Passage for review:
*****

Green Garden Dreams

The Joy of San Diego Vegetable Gardening

The Ebb & Flow Method of Hydroponics


Soil is very complex. It’s an entire living community, forming a whole web, with trillions of microorganisms such as bacteria, fungi, as well as worms and arthropods (insects etc.) that break down the organic material, in concert with the enzymes from the roots of plants, to convert it to nutrients like Potassium, Phosphorus and Nitrogen. These basic elements are absorbed as ions, via water, by plant roots.

All plants need 17 elements to grow. They are:

Macronutrients derived from air: Carbon (C), Hydrogen (H), and Oxygen (O),

Macronutrients derived from ions in the soil, Nitrogen (N), Phosphorus (P), Potassium (K), Sulfur (S), Calcium (Ca), and Magnesium (Mg),

Micronutrients derived from ions in the soil, Boron (B), Chlorine (Cl), Copper (Cu), Iron (Fe), Manganese (Mn), Molybdenum (Mo), Nickel (Ni), and Zinc (Zn).

*****

(Dataset entries)
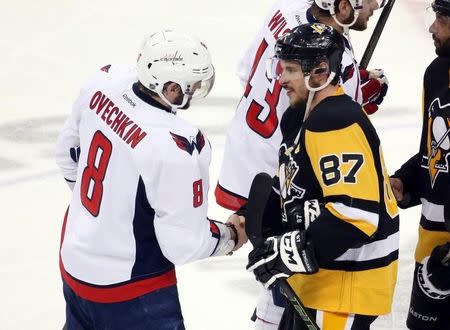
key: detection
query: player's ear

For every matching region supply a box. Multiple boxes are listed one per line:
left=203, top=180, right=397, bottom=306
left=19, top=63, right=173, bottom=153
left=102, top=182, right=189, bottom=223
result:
left=336, top=0, right=353, bottom=17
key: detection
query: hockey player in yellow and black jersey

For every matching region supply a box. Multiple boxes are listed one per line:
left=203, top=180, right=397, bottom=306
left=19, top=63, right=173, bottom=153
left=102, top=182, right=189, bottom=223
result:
left=391, top=0, right=450, bottom=330
left=247, top=24, right=399, bottom=330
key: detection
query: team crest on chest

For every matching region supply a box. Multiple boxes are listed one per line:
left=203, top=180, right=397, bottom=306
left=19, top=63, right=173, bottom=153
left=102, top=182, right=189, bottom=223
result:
left=422, top=98, right=450, bottom=187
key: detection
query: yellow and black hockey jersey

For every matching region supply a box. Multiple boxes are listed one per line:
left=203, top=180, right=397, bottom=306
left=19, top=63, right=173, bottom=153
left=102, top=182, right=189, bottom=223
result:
left=394, top=57, right=450, bottom=262
left=264, top=89, right=399, bottom=315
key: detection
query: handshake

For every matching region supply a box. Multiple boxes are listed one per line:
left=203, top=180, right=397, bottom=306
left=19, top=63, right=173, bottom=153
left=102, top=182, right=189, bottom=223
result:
left=359, top=69, right=389, bottom=115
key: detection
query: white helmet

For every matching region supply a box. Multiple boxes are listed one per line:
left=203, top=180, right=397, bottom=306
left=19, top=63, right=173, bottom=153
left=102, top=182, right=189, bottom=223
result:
left=314, top=0, right=364, bottom=28
left=137, top=30, right=214, bottom=112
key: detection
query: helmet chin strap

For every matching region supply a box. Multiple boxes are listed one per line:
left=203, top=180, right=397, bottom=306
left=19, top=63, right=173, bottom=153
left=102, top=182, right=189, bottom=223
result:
left=294, top=72, right=336, bottom=145
left=158, top=92, right=189, bottom=115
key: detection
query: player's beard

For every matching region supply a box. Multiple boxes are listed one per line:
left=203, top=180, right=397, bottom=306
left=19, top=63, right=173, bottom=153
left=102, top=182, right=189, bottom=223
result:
left=433, top=35, right=450, bottom=57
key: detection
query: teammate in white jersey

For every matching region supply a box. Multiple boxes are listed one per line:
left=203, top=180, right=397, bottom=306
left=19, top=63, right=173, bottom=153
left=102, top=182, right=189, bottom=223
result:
left=215, top=0, right=388, bottom=329
left=56, top=30, right=246, bottom=330
left=215, top=0, right=387, bottom=210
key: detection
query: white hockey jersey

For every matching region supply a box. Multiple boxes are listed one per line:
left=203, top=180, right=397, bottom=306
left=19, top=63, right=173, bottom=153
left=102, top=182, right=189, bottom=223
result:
left=56, top=66, right=230, bottom=302
left=215, top=0, right=362, bottom=210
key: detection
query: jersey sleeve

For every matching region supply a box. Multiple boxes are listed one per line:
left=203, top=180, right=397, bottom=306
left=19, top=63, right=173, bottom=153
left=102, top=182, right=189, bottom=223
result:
left=144, top=131, right=229, bottom=265
left=55, top=89, right=85, bottom=189
left=304, top=113, right=384, bottom=263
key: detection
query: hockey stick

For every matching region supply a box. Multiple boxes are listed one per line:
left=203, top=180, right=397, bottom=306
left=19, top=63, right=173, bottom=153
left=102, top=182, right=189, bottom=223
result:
left=245, top=173, right=320, bottom=330
left=359, top=0, right=395, bottom=69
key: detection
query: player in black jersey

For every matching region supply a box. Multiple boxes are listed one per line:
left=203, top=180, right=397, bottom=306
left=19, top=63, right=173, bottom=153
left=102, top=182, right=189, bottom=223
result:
left=247, top=23, right=398, bottom=330
left=391, top=0, right=450, bottom=330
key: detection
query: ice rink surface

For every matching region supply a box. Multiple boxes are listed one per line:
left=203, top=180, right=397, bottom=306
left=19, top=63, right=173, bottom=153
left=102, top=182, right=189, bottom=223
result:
left=0, top=0, right=440, bottom=330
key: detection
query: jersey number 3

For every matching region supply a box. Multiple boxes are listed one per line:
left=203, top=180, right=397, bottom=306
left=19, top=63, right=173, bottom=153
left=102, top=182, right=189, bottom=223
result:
left=80, top=131, right=112, bottom=217
left=244, top=39, right=281, bottom=139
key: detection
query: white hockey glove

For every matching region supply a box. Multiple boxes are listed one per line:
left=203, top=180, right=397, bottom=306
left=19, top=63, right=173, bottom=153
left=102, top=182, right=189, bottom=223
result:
left=247, top=230, right=319, bottom=289
left=359, top=68, right=389, bottom=115
left=417, top=242, right=450, bottom=300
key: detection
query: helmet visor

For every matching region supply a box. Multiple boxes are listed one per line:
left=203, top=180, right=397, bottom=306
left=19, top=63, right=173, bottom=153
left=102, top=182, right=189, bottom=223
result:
left=184, top=68, right=216, bottom=98
left=266, top=57, right=303, bottom=80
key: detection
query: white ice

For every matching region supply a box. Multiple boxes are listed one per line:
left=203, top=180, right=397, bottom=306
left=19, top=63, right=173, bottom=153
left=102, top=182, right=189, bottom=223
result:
left=0, top=0, right=434, bottom=330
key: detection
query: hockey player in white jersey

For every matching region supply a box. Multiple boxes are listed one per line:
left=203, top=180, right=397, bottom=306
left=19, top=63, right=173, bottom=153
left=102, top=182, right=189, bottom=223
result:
left=56, top=30, right=246, bottom=330
left=215, top=0, right=388, bottom=210
left=215, top=0, right=388, bottom=329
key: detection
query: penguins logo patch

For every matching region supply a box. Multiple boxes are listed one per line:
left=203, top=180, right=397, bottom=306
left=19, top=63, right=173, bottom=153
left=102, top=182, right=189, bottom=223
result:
left=422, top=98, right=450, bottom=187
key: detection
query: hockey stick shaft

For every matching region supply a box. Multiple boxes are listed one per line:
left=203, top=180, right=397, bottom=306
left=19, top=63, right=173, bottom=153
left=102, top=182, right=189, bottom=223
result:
left=359, top=0, right=395, bottom=69
left=245, top=173, right=320, bottom=330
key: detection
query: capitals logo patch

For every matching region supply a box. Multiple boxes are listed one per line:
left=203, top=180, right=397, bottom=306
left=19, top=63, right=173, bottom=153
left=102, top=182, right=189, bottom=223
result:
left=422, top=98, right=450, bottom=187
left=278, top=143, right=305, bottom=225
left=170, top=131, right=205, bottom=155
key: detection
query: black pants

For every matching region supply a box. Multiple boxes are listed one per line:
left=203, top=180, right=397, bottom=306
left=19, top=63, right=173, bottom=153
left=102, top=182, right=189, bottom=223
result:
left=406, top=263, right=450, bottom=330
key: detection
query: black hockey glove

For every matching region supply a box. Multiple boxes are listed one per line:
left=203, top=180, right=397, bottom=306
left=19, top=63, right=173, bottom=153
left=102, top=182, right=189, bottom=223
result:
left=417, top=242, right=450, bottom=300
left=247, top=230, right=319, bottom=288
left=283, top=199, right=321, bottom=230
left=427, top=242, right=450, bottom=291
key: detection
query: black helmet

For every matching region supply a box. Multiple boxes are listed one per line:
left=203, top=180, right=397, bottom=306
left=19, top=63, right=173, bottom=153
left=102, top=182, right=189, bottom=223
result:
left=431, top=0, right=450, bottom=16
left=275, top=23, right=344, bottom=77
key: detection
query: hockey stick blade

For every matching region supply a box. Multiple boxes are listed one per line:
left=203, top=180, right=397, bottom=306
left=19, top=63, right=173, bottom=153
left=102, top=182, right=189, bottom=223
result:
left=245, top=173, right=320, bottom=330
left=245, top=173, right=272, bottom=247
left=359, top=0, right=395, bottom=69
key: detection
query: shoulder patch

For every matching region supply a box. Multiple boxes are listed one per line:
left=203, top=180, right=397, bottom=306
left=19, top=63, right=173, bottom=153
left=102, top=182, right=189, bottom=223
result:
left=100, top=64, right=111, bottom=73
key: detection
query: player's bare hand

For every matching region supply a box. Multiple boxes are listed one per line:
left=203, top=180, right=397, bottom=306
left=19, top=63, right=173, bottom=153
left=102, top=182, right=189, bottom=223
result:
left=389, top=178, right=403, bottom=201
left=227, top=214, right=248, bottom=251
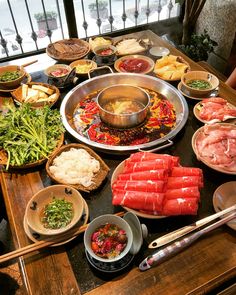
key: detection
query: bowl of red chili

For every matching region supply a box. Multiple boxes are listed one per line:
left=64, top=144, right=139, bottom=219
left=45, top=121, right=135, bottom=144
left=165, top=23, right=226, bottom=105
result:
left=84, top=214, right=133, bottom=263
left=114, top=55, right=155, bottom=74
left=93, top=45, right=117, bottom=65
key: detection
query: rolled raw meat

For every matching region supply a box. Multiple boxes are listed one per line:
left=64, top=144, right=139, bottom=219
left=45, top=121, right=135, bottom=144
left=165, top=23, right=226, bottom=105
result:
left=161, top=198, right=198, bottom=216
left=112, top=180, right=165, bottom=193
left=112, top=190, right=164, bottom=212
left=118, top=169, right=168, bottom=180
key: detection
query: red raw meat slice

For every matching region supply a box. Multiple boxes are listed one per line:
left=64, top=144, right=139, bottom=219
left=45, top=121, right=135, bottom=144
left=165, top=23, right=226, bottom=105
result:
left=112, top=190, right=164, bottom=211
left=112, top=180, right=165, bottom=193
left=117, top=169, right=168, bottom=180
left=165, top=186, right=200, bottom=200
left=161, top=198, right=198, bottom=216
left=166, top=176, right=203, bottom=189
left=126, top=152, right=179, bottom=166
left=123, top=158, right=172, bottom=173
left=171, top=166, right=203, bottom=177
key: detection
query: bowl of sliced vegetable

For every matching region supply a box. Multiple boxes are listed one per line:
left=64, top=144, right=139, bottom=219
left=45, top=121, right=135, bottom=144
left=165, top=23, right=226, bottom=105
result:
left=70, top=59, right=97, bottom=75
left=0, top=65, right=26, bottom=89
left=181, top=71, right=219, bottom=96
left=0, top=104, right=64, bottom=170
left=25, top=185, right=84, bottom=236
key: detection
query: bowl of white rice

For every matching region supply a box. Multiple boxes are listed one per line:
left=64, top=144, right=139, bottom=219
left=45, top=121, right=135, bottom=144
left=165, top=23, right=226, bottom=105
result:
left=46, top=143, right=110, bottom=192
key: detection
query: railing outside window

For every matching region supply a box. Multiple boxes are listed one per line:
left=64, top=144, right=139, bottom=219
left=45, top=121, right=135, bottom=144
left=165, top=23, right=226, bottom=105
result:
left=0, top=0, right=179, bottom=61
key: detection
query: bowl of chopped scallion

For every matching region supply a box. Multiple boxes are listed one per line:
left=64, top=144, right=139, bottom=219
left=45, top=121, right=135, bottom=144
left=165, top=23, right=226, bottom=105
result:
left=25, top=185, right=84, bottom=236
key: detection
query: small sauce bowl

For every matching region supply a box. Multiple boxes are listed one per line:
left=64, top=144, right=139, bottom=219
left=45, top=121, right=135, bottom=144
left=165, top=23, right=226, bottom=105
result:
left=84, top=214, right=133, bottom=263
left=44, top=64, right=76, bottom=88
left=93, top=45, right=117, bottom=65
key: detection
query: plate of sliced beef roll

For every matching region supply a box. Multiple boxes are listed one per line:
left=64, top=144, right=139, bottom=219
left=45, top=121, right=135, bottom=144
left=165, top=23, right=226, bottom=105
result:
left=111, top=152, right=203, bottom=219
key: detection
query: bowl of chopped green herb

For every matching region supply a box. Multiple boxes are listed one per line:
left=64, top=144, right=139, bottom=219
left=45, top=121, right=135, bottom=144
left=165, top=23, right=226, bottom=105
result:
left=181, top=71, right=219, bottom=96
left=0, top=65, right=26, bottom=89
left=25, top=185, right=84, bottom=236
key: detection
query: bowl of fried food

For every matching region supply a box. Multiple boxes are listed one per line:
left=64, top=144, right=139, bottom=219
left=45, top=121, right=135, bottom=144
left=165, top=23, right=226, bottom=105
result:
left=25, top=185, right=84, bottom=236
left=0, top=65, right=26, bottom=89
left=12, top=82, right=60, bottom=108
left=153, top=55, right=190, bottom=81
left=70, top=59, right=97, bottom=76
left=89, top=36, right=113, bottom=50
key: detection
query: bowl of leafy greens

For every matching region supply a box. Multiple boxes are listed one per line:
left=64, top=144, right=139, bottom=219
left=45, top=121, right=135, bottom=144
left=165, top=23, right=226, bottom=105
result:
left=0, top=104, right=64, bottom=170
left=25, top=185, right=84, bottom=236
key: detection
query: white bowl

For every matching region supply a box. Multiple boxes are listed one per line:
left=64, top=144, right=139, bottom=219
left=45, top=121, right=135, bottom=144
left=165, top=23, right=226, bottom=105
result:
left=84, top=214, right=133, bottom=263
left=25, top=185, right=84, bottom=236
left=149, top=46, right=170, bottom=57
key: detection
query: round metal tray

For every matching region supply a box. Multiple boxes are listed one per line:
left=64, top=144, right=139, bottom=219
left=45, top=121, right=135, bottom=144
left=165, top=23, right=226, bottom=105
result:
left=60, top=73, right=189, bottom=154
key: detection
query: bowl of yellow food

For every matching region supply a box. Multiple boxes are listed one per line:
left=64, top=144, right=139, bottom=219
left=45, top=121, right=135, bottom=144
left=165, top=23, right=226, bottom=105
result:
left=25, top=185, right=84, bottom=236
left=0, top=65, right=26, bottom=89
left=70, top=59, right=97, bottom=75
left=89, top=36, right=113, bottom=50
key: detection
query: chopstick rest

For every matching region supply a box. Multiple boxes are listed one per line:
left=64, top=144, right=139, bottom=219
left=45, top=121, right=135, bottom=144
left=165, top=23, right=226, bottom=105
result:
left=148, top=205, right=236, bottom=249
left=139, top=212, right=236, bottom=271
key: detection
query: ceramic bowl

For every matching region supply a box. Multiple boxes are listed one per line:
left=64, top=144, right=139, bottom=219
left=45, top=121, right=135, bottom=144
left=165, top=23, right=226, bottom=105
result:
left=84, top=214, right=133, bottom=263
left=93, top=45, right=117, bottom=65
left=25, top=185, right=84, bottom=236
left=89, top=36, right=113, bottom=50
left=70, top=59, right=97, bottom=76
left=181, top=71, right=219, bottom=96
left=12, top=82, right=60, bottom=108
left=114, top=54, right=155, bottom=74
left=44, top=64, right=76, bottom=88
left=0, top=65, right=26, bottom=89
left=149, top=46, right=170, bottom=58
left=213, top=181, right=236, bottom=230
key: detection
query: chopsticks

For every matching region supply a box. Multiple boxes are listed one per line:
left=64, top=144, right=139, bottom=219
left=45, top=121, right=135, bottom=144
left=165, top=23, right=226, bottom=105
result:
left=139, top=212, right=236, bottom=271
left=0, top=212, right=124, bottom=264
left=148, top=204, right=236, bottom=248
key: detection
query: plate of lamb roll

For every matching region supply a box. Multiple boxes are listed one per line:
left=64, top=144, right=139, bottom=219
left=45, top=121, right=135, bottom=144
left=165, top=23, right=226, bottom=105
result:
left=111, top=152, right=203, bottom=219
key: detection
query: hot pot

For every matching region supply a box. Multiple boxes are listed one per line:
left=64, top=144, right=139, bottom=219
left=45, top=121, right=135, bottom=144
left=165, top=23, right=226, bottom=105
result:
left=60, top=73, right=188, bottom=154
left=97, top=84, right=150, bottom=128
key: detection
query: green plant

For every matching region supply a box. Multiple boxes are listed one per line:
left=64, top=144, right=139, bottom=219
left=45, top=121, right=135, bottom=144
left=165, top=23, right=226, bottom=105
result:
left=34, top=11, right=57, bottom=21
left=179, top=30, right=218, bottom=61
left=88, top=0, right=108, bottom=10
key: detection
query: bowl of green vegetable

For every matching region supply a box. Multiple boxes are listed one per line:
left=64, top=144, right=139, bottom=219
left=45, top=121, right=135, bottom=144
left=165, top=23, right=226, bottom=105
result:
left=0, top=65, right=26, bottom=89
left=25, top=185, right=84, bottom=236
left=181, top=71, right=219, bottom=96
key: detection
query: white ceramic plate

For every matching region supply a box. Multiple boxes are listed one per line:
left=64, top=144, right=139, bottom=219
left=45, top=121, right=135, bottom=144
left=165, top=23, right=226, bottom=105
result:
left=111, top=161, right=166, bottom=219
left=213, top=181, right=236, bottom=230
left=193, top=101, right=236, bottom=124
left=192, top=123, right=236, bottom=175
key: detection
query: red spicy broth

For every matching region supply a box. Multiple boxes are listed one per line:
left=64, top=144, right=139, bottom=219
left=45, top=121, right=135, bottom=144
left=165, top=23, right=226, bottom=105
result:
left=91, top=223, right=127, bottom=259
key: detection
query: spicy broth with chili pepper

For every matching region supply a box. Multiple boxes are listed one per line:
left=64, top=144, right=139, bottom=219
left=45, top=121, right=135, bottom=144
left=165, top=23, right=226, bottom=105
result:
left=73, top=88, right=176, bottom=146
left=91, top=223, right=128, bottom=259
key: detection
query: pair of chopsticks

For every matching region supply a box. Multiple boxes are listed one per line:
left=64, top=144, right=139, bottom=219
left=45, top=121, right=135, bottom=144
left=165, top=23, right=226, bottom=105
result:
left=0, top=212, right=124, bottom=264
left=148, top=204, right=236, bottom=249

*****

Your objective:
Pick up the hydroponics gardening piece where it stops, after its list of the 17 elements plants need, and write the next few paragraphs.

Output below:
Elements derived from the atmosphere are from the plants breathing via leaves and roots. Plants breathe in CO2, Carbon dioxide, and through the miracle of using sunlight, water, chlorophyll, turn it into food, such as sugars and starches (carbohydrates) and proteins for themselves and animals. Plants however cannot directly utilize Nitrogen, which is needed to make proteins and amino acids and countless other chemicals found in plants.

Organic material such as wood and dead leaves contains Nitrogen and other basic elements, but they cannot be absorbed directly by plants: they need the help of fungi, bacteria and other consumers to process dead plant, animal and minerals and turn them into plant food for green plants. Complex substances from dead plants and animals like proteins and fibers have to be broken down with the help of this community of organisms to make those bound-up elements available to green plants. It turn, the green plants provide food for the community in the soil (and on land and air!) in a continuous cycle of living metabolic activity, powered by cosmic energy from our star the Sun.

In hydroponics, we are in a sense short-circuiting this process, taking a direct approach and giving plants those nutrients, and only those nutrients, those ions in water directly, and abundantly.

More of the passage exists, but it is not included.